#### Was erwartet wird
Gibst du aus dem Text über Thieles Roman die Passage von „Wenn ein Jurist“ bis einschließlich „die Augen tritt.“ wortgetreu aus?

#### Dokumenttext
==================================================
Wenn ein Jurist einen Roman schreibt, dann sind es die Darstellungen des Prozesses nebst einigen strafprozessrechtlichen „Einlassungen“. Eine der zentralen Fragen ist, wie weit ein Anwalt bei der Verteidigung von Verbrechern gehen muss, wie viel er aushalten muss, wenn er weiß, dass er einen zu Recht Angeklagten verteidigen und dessen Strafe abmildern oder verhindern muss. Thiele löst diese Frage nicht auf, aber er findet eine Art, dem Leser das Problem etwas verständlicher zu machen.  Dafür müsste er nicht notwendigerweise Jurist sein, vermutlich hat es geholfen. Gleichzeitig führt er den Roman damit auf die dramatische Spitze, die dem Leser plötzlich vor die Augen tritt.

Etwas erscheint allerdings, dass er den alten Kanzleichef Boogs verwandtschaftlich mit einem weiteren wahren Fall verbindet, mit dem ehemaligen stellvertretenden Frankfurter Polizeipräsidenten, der einem Beschuldigten Schmerzen, also Folter, androhte, wenn er nicht erklärt, wo der kleine Jakob von Metzler steckt. Zudem stimmt dies zeitlich nicht überein.
==================================================
Datensätze aus einer Sammlung:
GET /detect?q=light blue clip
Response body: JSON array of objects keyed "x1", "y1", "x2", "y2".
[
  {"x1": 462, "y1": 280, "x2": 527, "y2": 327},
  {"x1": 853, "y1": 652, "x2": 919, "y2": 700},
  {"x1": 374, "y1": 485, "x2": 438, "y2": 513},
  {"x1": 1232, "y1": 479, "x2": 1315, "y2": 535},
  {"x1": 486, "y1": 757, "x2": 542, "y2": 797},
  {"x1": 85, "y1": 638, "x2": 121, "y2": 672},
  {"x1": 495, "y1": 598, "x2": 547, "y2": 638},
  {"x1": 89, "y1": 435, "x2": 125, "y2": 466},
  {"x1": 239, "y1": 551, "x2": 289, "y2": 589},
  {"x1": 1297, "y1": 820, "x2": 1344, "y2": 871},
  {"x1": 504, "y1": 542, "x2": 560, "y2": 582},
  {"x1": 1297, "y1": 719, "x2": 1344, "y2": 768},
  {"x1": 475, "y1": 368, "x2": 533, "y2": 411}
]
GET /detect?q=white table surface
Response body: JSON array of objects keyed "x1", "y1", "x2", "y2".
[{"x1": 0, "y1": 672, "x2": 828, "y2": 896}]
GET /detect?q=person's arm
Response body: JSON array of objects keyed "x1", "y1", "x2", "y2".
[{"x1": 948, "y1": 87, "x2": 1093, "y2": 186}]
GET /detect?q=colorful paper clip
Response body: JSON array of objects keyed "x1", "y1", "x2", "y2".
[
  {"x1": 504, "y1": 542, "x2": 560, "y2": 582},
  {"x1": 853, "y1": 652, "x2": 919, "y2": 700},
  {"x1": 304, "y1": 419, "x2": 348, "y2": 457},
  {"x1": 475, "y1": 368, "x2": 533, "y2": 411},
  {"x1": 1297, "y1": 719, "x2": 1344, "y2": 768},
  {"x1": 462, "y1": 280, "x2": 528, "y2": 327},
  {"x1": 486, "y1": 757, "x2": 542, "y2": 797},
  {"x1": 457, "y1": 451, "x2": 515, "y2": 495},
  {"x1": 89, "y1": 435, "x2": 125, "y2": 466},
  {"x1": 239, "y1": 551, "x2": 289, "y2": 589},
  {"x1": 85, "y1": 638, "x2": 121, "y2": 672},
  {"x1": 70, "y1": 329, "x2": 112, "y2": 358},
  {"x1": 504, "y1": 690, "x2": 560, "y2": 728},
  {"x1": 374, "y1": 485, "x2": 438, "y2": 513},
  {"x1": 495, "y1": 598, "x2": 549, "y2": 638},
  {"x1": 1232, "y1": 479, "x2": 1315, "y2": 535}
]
==================================================
#### Antwort zur Aufgabe
Wenn ein Jurist einen Roman schreibt, dann sind es die Darstellungen des Prozesses nebst einigen strafprozessrechtlichen „Einlassungen“. Eine der zentralen Fragen ist, wie weit ein Anwalt bei der Verteidigung von Verbrechern gehen muss, wie viel er aushalten muss, wenn er weiß, dass er einen zu Recht Angeklagten verteidigen und dessen Strafe abmildern oder verhindern muss. Thiele löst diese Frage nicht auf, aber er findet eine Art, dem Leser das Problem etwas verständlicher zu machen.  Dafür müsste er nicht notwendigerweise Jurist sein, vermutlich hat es geholfen. Gleichzeitig führt er den Roman damit auf die dramatische Spitze, die dem Leser plötzlich vor die Augen tritt.